Natural-language object grounding data
========================

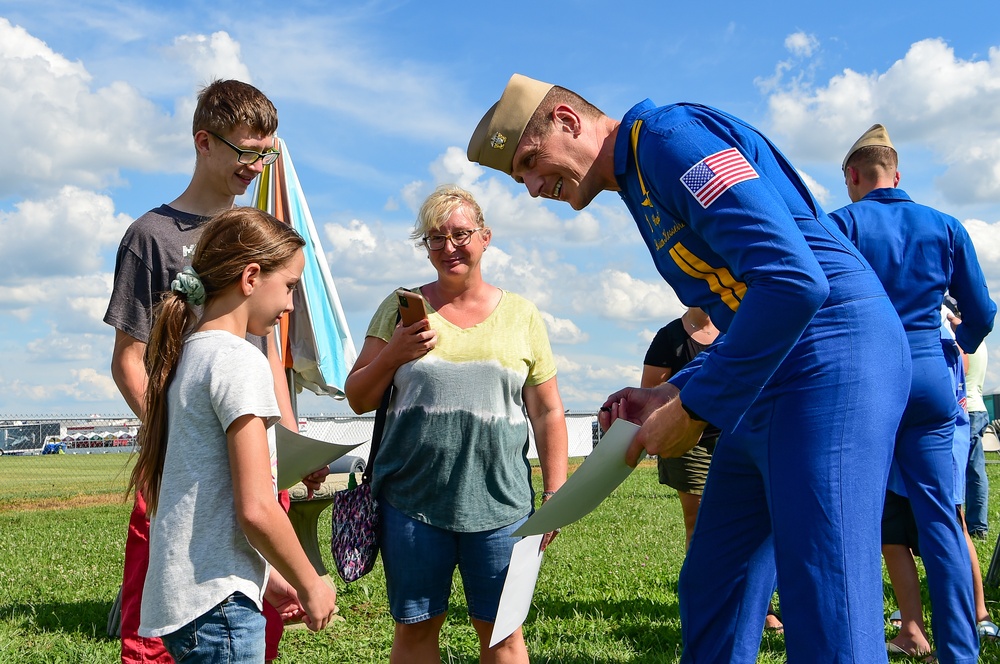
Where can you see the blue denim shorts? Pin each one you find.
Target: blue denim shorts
(232, 632)
(420, 560)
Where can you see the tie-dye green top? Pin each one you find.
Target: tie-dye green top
(454, 449)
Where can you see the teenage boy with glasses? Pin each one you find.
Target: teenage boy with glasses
(157, 246)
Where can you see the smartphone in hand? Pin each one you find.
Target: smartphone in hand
(411, 306)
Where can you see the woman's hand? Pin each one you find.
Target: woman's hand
(411, 342)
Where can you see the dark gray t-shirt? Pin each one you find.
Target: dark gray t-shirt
(156, 246)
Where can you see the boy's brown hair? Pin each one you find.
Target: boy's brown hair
(225, 105)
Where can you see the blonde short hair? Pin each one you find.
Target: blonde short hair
(440, 205)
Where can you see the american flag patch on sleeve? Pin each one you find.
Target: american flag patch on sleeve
(713, 175)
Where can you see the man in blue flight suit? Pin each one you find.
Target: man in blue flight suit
(920, 254)
(802, 390)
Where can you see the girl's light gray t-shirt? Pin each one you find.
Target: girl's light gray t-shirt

========================

All of the lines above that carry the string "girl" need to be found and copied.

Where can you see the girl's light gray t-shirt? Pin each one you find.
Target: girl's light gray t-shirt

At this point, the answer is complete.